EXERCISE OBJECTIVE: Tally how many lines in the records below contain the word "concrete", with case counting as a difference. Give only the number.

━━━ EXERCISE MATERIAL ━━━

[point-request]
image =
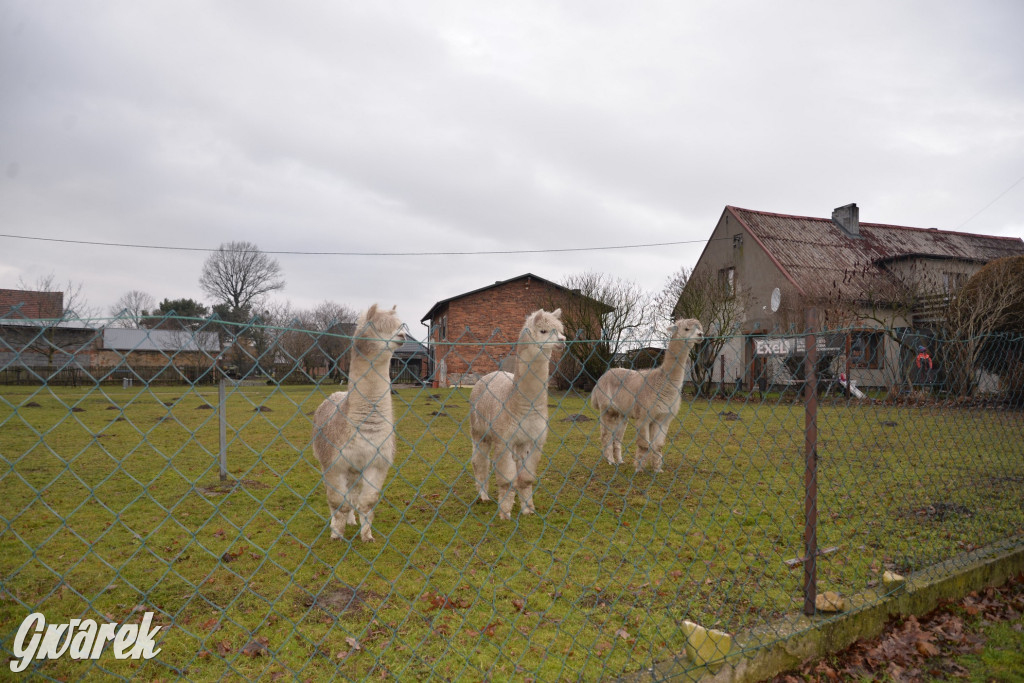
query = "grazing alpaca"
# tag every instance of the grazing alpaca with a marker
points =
(353, 431)
(509, 413)
(651, 397)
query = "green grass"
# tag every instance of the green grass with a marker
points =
(109, 517)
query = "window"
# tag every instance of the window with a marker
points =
(866, 349)
(727, 280)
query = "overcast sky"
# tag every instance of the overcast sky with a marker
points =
(481, 126)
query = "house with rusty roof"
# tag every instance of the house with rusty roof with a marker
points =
(861, 278)
(475, 333)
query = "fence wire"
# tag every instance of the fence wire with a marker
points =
(172, 471)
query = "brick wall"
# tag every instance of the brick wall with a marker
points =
(33, 304)
(482, 328)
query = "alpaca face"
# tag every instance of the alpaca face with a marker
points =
(546, 329)
(686, 330)
(382, 327)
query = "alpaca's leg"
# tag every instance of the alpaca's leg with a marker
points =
(526, 477)
(505, 473)
(338, 486)
(616, 439)
(609, 425)
(370, 493)
(481, 466)
(643, 443)
(659, 432)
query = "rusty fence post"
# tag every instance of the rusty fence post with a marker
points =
(811, 463)
(222, 415)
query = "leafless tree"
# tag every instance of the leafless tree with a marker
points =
(610, 315)
(75, 302)
(711, 299)
(315, 338)
(991, 302)
(239, 274)
(131, 307)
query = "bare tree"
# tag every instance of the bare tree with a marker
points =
(239, 273)
(131, 308)
(317, 338)
(713, 300)
(75, 302)
(990, 303)
(609, 315)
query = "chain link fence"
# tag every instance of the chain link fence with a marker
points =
(174, 475)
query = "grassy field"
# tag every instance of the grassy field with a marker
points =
(112, 506)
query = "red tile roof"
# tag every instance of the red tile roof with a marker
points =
(821, 259)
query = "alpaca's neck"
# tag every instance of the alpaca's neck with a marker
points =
(676, 357)
(529, 382)
(370, 378)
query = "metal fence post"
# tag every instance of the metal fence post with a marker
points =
(811, 463)
(222, 411)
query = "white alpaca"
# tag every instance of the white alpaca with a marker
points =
(353, 431)
(650, 397)
(509, 414)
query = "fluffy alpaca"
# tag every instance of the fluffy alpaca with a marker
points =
(650, 397)
(509, 414)
(353, 431)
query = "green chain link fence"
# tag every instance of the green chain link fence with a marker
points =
(170, 471)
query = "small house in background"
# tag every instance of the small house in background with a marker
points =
(156, 355)
(475, 333)
(33, 305)
(861, 276)
(37, 344)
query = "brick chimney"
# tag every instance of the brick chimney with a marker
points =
(848, 219)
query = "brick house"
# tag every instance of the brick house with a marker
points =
(36, 305)
(474, 333)
(862, 278)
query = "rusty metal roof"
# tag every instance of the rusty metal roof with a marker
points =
(823, 261)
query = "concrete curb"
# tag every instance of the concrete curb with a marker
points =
(762, 652)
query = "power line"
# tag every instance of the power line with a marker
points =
(331, 253)
(979, 212)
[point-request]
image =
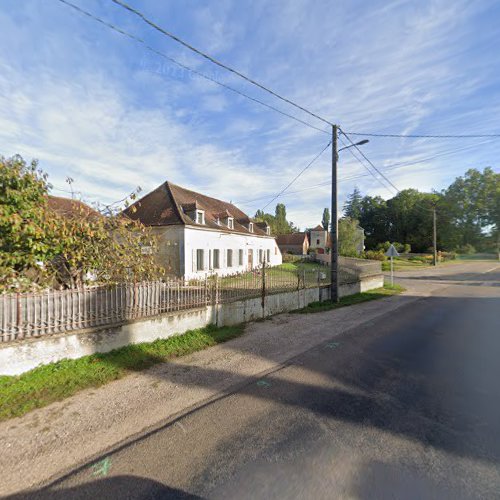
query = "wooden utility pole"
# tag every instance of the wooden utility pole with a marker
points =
(434, 235)
(334, 262)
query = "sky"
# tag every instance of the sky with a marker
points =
(100, 108)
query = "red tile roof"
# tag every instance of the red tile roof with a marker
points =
(164, 207)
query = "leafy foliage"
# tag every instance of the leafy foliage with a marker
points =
(468, 214)
(40, 246)
(350, 238)
(278, 222)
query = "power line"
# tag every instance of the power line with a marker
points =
(298, 175)
(392, 166)
(364, 166)
(424, 136)
(215, 61)
(369, 161)
(377, 170)
(186, 67)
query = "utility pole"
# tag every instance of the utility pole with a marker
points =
(434, 234)
(334, 262)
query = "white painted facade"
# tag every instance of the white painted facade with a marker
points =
(196, 252)
(207, 251)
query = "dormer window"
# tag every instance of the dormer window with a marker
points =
(200, 217)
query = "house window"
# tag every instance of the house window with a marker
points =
(200, 217)
(200, 254)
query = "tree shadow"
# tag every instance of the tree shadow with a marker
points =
(432, 386)
(125, 486)
(429, 374)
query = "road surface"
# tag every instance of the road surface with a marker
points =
(406, 406)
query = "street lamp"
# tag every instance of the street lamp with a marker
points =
(334, 229)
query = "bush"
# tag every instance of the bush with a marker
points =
(467, 249)
(374, 255)
(289, 257)
(444, 256)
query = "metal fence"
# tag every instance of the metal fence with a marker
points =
(28, 315)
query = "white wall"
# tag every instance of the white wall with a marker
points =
(21, 356)
(208, 240)
(318, 235)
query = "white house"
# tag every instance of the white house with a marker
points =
(199, 235)
(320, 240)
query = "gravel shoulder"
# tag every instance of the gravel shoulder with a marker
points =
(50, 441)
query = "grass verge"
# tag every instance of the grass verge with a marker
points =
(56, 381)
(327, 305)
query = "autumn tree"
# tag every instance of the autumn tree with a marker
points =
(39, 246)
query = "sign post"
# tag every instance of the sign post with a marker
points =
(392, 252)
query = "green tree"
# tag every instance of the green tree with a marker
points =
(325, 221)
(39, 246)
(350, 237)
(282, 225)
(374, 220)
(353, 205)
(26, 233)
(472, 206)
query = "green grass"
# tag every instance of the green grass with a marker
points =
(378, 293)
(477, 256)
(56, 381)
(404, 265)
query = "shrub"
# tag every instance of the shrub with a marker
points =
(374, 255)
(466, 249)
(447, 256)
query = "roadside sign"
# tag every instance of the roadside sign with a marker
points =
(392, 252)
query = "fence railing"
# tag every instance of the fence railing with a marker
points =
(27, 315)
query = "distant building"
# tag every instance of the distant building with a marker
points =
(319, 240)
(293, 243)
(199, 235)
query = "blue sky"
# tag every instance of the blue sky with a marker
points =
(96, 106)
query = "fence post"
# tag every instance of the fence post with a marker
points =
(19, 320)
(263, 288)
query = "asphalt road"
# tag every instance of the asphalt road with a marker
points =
(407, 406)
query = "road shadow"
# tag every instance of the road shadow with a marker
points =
(116, 487)
(429, 373)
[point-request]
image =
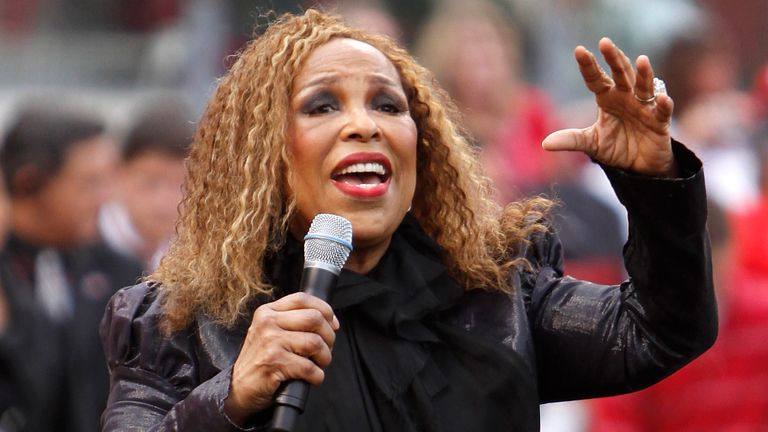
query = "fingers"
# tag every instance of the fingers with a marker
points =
(664, 107)
(596, 80)
(644, 82)
(621, 67)
(305, 301)
(568, 140)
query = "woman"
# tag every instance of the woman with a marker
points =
(451, 314)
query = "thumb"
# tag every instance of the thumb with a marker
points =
(567, 140)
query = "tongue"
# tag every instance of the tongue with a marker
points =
(357, 179)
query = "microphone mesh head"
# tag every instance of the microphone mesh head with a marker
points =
(329, 241)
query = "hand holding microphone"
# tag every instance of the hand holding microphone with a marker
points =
(290, 340)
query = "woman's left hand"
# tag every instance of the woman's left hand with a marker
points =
(632, 127)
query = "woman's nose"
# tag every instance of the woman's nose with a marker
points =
(360, 126)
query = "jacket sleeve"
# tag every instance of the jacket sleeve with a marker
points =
(154, 379)
(594, 340)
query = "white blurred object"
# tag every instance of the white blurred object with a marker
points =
(564, 417)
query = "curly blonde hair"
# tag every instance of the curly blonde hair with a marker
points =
(236, 209)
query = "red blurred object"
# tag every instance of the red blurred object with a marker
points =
(760, 92)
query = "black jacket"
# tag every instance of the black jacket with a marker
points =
(434, 357)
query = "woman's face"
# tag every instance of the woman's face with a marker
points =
(352, 143)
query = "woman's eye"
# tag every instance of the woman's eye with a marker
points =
(321, 109)
(320, 104)
(389, 108)
(388, 104)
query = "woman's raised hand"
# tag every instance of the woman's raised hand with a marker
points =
(288, 339)
(632, 131)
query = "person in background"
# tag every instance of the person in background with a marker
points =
(715, 117)
(726, 389)
(57, 165)
(139, 221)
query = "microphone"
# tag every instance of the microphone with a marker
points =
(326, 248)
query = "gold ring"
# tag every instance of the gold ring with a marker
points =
(645, 101)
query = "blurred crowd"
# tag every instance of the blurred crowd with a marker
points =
(98, 102)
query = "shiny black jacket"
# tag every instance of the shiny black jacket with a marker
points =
(575, 339)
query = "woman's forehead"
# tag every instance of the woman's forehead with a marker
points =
(344, 56)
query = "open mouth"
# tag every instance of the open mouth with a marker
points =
(362, 175)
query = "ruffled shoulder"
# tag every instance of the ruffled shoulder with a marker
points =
(131, 336)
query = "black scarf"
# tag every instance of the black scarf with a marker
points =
(400, 365)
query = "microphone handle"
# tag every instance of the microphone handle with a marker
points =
(291, 396)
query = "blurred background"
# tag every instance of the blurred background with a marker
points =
(509, 65)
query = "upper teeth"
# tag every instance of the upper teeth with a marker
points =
(371, 167)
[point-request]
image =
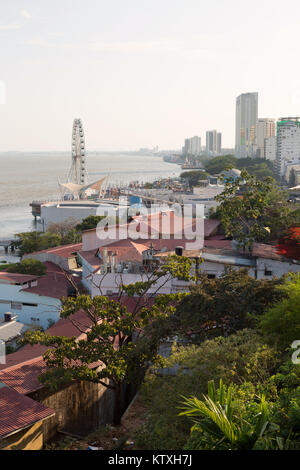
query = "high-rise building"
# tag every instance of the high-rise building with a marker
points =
(245, 128)
(288, 143)
(219, 143)
(270, 147)
(192, 146)
(213, 142)
(265, 128)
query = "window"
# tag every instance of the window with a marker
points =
(16, 305)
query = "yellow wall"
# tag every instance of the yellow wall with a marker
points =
(28, 439)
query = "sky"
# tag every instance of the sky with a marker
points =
(141, 73)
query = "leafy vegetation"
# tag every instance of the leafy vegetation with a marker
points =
(258, 167)
(193, 177)
(253, 210)
(281, 323)
(224, 305)
(242, 358)
(109, 338)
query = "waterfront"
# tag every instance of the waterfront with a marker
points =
(34, 176)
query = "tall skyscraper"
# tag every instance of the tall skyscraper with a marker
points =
(270, 147)
(265, 128)
(192, 146)
(246, 120)
(288, 143)
(213, 142)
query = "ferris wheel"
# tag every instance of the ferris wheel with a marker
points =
(78, 174)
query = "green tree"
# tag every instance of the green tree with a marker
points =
(194, 177)
(28, 266)
(281, 323)
(215, 417)
(224, 305)
(110, 336)
(254, 210)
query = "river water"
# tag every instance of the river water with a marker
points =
(25, 177)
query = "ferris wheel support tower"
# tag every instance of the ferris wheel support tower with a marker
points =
(78, 174)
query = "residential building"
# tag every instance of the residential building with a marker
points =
(213, 143)
(246, 121)
(265, 128)
(44, 411)
(270, 148)
(34, 300)
(288, 144)
(21, 421)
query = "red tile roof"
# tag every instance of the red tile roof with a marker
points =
(24, 377)
(17, 278)
(54, 284)
(260, 250)
(65, 251)
(19, 412)
(64, 327)
(23, 367)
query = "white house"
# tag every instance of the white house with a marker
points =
(35, 301)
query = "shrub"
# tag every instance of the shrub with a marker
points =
(238, 358)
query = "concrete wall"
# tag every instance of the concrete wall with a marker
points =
(278, 268)
(80, 408)
(30, 438)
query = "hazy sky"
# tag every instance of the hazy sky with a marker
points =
(142, 73)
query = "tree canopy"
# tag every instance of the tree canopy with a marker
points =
(109, 339)
(28, 266)
(194, 176)
(254, 210)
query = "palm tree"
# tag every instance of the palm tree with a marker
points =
(214, 415)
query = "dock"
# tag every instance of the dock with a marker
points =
(7, 243)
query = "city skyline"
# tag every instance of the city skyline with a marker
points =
(140, 75)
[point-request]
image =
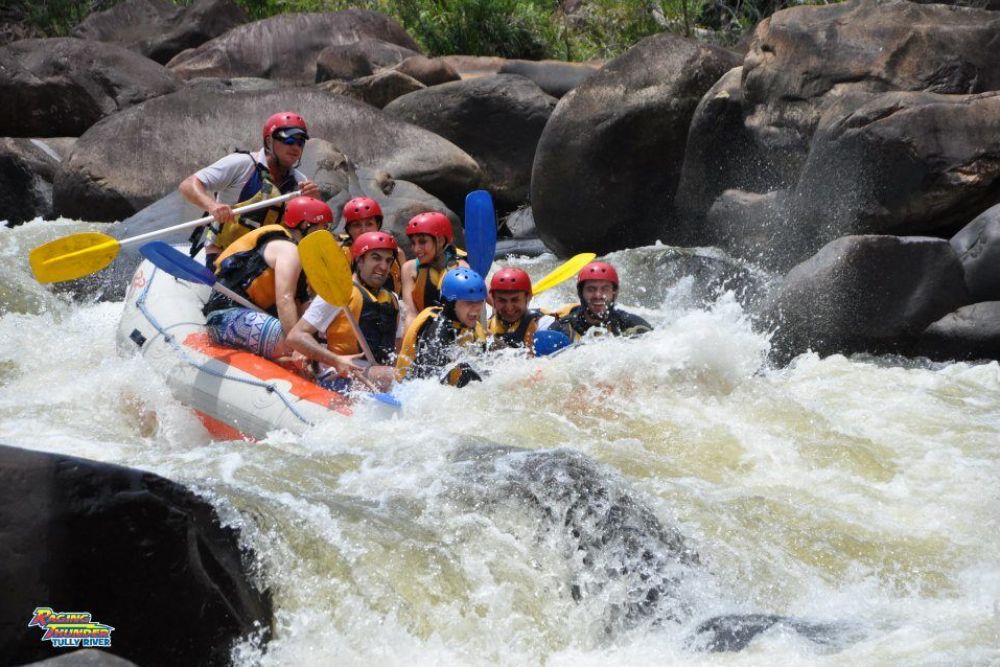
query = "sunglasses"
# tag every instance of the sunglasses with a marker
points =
(297, 140)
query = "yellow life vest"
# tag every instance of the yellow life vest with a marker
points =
(247, 273)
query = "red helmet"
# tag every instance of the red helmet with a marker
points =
(308, 210)
(598, 271)
(362, 208)
(285, 120)
(433, 223)
(372, 241)
(511, 280)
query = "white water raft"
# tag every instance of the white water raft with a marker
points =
(235, 393)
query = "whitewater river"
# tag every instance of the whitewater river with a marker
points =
(857, 493)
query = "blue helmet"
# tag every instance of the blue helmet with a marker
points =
(548, 341)
(463, 284)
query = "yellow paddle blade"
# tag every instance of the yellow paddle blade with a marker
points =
(326, 267)
(72, 256)
(566, 270)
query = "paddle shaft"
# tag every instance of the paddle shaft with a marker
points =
(207, 219)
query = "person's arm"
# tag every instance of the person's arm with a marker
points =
(283, 257)
(302, 339)
(409, 280)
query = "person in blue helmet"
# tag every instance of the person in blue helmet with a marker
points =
(438, 335)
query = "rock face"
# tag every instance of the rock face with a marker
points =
(286, 46)
(357, 59)
(59, 87)
(135, 550)
(970, 333)
(555, 77)
(867, 293)
(978, 248)
(27, 169)
(159, 29)
(608, 163)
(93, 186)
(496, 119)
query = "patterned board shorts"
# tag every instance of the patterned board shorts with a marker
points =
(246, 329)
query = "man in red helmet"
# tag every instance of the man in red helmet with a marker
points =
(362, 215)
(512, 323)
(597, 286)
(375, 308)
(245, 178)
(432, 240)
(264, 267)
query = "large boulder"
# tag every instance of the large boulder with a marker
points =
(162, 145)
(867, 293)
(972, 332)
(804, 58)
(286, 46)
(555, 77)
(160, 29)
(496, 119)
(978, 248)
(135, 550)
(378, 89)
(61, 86)
(609, 160)
(27, 169)
(357, 59)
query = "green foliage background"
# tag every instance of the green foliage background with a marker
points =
(534, 29)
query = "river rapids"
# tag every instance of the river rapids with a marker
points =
(855, 494)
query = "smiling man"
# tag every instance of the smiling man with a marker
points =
(243, 178)
(597, 286)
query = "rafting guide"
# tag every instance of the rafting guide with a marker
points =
(71, 629)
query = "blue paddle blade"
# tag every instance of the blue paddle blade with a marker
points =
(548, 342)
(480, 231)
(176, 263)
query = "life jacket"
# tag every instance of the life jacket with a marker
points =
(427, 286)
(458, 334)
(258, 187)
(518, 334)
(242, 268)
(395, 280)
(378, 318)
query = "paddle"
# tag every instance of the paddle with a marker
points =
(329, 274)
(480, 231)
(79, 255)
(181, 266)
(566, 270)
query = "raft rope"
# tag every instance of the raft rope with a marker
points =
(204, 368)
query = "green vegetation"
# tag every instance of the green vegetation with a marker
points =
(563, 29)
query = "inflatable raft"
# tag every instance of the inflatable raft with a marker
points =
(236, 394)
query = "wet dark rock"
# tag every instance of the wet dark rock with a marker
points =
(378, 89)
(343, 62)
(495, 119)
(61, 86)
(970, 333)
(428, 71)
(92, 185)
(27, 169)
(555, 77)
(286, 46)
(978, 248)
(867, 293)
(608, 163)
(803, 59)
(135, 550)
(159, 29)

━━━

SOLVED EXERCISE: 4